> _Written exercise_:
Reproduce the stretch of data from the line containing "In this exercise you will indicate every instance of the ashoka" through the line containing "<point>600,419</point>", substituting "iron railing" for "metal railing" and leaving everything else unchanged.

****

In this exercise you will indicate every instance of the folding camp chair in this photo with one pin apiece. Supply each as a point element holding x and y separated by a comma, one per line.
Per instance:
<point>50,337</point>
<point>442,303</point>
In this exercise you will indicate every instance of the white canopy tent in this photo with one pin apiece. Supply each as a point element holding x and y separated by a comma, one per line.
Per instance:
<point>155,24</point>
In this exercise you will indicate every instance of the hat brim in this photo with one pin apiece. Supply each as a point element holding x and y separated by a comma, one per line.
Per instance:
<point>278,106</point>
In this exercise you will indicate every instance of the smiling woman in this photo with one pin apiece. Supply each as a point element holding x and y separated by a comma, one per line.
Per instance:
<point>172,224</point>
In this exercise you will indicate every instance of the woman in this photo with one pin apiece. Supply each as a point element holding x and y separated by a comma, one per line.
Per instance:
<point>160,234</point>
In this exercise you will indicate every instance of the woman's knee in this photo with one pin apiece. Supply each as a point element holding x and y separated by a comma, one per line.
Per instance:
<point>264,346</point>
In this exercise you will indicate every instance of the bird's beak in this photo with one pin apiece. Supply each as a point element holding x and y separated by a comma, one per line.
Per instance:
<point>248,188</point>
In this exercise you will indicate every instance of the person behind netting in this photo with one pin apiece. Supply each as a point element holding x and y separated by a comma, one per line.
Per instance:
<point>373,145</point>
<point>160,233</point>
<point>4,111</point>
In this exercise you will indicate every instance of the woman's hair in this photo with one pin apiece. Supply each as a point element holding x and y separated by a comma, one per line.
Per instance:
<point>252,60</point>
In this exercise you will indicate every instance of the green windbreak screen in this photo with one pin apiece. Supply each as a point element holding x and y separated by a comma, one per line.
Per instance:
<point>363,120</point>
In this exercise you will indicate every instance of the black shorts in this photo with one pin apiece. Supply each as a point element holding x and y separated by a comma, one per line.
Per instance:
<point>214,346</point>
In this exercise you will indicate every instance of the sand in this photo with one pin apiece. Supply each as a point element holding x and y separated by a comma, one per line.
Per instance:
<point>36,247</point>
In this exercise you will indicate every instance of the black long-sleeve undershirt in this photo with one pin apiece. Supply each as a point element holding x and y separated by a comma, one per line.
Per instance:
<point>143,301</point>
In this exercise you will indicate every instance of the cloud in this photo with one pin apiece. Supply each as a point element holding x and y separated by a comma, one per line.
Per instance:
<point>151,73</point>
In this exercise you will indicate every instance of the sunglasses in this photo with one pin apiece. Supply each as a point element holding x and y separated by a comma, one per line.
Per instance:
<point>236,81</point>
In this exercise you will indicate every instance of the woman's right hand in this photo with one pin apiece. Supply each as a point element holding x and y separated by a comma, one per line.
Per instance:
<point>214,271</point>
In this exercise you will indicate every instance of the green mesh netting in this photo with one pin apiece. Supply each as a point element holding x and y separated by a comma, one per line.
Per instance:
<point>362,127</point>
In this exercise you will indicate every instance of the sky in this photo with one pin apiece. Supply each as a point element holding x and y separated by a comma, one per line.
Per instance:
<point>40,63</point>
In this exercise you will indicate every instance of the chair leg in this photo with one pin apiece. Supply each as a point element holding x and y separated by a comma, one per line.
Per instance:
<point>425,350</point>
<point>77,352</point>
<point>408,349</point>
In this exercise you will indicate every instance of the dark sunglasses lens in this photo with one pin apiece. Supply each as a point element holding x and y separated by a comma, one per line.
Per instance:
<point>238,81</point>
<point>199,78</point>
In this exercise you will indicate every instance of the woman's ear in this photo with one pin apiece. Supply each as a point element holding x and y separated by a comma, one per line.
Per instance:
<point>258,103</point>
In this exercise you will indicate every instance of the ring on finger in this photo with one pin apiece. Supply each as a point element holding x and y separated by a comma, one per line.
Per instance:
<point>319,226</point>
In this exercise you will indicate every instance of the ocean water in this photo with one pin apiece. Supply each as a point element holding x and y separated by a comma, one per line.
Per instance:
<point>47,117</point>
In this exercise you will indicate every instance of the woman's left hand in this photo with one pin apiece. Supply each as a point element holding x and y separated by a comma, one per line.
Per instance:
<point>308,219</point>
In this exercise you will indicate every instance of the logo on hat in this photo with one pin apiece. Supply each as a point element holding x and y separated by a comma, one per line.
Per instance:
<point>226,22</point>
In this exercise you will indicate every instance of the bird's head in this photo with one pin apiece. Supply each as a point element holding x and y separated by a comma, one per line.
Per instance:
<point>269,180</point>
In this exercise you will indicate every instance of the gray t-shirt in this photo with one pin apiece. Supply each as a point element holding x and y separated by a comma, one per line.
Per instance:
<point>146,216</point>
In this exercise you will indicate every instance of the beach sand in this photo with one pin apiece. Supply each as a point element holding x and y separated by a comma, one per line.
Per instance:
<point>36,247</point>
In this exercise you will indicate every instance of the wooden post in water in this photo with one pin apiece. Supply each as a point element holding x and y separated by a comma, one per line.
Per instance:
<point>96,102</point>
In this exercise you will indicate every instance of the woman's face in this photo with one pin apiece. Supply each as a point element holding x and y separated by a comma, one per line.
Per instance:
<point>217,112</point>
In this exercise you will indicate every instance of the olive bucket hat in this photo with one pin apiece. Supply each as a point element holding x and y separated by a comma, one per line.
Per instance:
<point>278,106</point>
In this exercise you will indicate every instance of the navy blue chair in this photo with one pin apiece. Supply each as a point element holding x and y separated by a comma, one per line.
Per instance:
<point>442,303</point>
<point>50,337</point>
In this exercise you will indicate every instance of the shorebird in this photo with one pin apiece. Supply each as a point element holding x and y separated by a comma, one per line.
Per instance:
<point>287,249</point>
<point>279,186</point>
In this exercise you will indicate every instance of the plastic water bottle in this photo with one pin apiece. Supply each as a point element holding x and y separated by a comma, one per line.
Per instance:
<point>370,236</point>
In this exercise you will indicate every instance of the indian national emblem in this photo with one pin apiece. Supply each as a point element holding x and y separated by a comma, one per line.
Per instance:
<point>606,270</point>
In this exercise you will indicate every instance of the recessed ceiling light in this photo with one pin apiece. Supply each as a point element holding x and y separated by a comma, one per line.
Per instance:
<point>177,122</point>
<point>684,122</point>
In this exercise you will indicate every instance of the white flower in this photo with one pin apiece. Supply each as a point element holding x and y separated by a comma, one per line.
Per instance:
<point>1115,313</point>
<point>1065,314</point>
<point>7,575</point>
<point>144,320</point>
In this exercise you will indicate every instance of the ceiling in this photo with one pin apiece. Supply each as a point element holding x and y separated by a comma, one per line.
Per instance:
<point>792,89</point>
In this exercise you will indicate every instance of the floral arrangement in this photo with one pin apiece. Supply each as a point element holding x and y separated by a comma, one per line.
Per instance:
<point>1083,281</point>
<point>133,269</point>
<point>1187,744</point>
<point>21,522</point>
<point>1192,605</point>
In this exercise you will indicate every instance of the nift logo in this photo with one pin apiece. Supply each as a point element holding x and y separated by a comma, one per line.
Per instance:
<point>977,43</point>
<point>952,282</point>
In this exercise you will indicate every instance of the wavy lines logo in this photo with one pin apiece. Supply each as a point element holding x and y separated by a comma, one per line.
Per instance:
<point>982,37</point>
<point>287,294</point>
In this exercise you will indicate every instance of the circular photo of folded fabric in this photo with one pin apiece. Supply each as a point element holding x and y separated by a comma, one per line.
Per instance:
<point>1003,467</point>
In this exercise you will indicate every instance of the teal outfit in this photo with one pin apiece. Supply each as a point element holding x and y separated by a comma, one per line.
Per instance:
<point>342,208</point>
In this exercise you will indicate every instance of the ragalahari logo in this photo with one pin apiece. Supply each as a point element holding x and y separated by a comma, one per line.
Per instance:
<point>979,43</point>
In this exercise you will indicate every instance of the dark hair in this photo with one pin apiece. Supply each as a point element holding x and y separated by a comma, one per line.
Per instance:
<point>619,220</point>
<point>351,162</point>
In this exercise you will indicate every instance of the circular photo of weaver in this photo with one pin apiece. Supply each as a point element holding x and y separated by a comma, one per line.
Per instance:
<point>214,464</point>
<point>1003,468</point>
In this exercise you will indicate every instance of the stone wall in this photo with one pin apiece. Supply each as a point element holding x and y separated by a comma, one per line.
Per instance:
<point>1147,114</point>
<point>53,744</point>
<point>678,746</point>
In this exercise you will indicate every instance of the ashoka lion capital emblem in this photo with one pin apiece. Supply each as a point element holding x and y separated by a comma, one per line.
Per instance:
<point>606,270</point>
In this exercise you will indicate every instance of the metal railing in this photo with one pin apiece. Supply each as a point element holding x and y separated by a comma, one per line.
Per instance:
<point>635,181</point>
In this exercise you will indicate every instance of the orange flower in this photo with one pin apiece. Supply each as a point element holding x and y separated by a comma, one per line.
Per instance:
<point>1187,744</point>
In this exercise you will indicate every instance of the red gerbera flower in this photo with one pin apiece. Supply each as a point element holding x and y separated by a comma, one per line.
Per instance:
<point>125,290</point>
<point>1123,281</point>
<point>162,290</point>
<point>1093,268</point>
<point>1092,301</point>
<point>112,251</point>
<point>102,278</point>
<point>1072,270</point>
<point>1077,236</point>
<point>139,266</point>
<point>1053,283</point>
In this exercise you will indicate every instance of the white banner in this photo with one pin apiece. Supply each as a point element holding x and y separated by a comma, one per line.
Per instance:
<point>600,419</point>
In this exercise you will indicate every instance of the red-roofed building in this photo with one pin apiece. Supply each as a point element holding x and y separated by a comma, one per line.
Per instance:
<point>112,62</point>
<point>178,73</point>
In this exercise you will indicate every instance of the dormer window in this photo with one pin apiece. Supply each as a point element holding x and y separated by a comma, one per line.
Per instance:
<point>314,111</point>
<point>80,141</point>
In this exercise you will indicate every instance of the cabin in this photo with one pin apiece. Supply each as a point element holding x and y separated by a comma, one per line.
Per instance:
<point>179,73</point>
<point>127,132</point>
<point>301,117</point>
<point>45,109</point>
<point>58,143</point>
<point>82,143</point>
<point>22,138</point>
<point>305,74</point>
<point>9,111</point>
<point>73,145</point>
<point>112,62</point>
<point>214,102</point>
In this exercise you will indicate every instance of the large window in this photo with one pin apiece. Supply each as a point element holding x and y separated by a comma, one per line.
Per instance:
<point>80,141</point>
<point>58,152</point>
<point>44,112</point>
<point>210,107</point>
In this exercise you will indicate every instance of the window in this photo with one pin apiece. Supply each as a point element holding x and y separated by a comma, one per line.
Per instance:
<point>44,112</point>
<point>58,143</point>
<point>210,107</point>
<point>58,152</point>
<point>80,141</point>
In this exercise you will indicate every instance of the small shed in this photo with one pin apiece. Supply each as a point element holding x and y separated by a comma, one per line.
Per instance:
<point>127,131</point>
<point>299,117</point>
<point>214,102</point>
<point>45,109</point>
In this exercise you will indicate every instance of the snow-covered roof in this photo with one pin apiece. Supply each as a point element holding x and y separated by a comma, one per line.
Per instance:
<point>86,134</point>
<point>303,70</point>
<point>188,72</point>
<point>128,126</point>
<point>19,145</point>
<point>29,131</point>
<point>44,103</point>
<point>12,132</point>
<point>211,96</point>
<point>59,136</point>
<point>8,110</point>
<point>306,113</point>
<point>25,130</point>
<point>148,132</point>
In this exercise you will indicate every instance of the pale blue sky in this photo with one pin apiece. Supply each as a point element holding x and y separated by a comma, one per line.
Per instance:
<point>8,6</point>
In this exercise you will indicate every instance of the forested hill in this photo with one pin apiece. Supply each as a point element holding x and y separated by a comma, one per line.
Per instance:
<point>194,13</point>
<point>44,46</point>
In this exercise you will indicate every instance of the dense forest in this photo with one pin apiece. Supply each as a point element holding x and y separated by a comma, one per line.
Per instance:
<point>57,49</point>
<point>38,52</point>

****

> _Task solution_:
In this exercise you will indicate every instance of the ashoka lion capital emblem in this photo with one pin apiece. Supply each as a point element holding x and y separated by a comma, one per line.
Per instance:
<point>606,270</point>
In this exercise you will indicate every instance of the iron railing in this photo with one pin apiece. Supply each as a point element holding x and y separated by a comma, one per line.
Per instance:
<point>635,181</point>
In this exercise you will indicate every instance of the orange flower in this photo with one pin apiece. Supply each as a point element holding x and y separated by a comma, one per line.
Per instance:
<point>1187,744</point>
In this exercise you will indicate every instance of the red gerbera flower in this photo with one pin apiece. Supply each as a point element holding x and y separated by a comma, one per line.
Per instance:
<point>125,290</point>
<point>1123,281</point>
<point>162,290</point>
<point>1093,268</point>
<point>1092,301</point>
<point>112,251</point>
<point>102,278</point>
<point>1072,270</point>
<point>1077,236</point>
<point>139,266</point>
<point>1053,283</point>
In this exercise you will indicate every instance of the white banner in this photo with one pin apiece. Supply each as a point element holding x and y separated by a comma, one per line.
Per instance:
<point>600,419</point>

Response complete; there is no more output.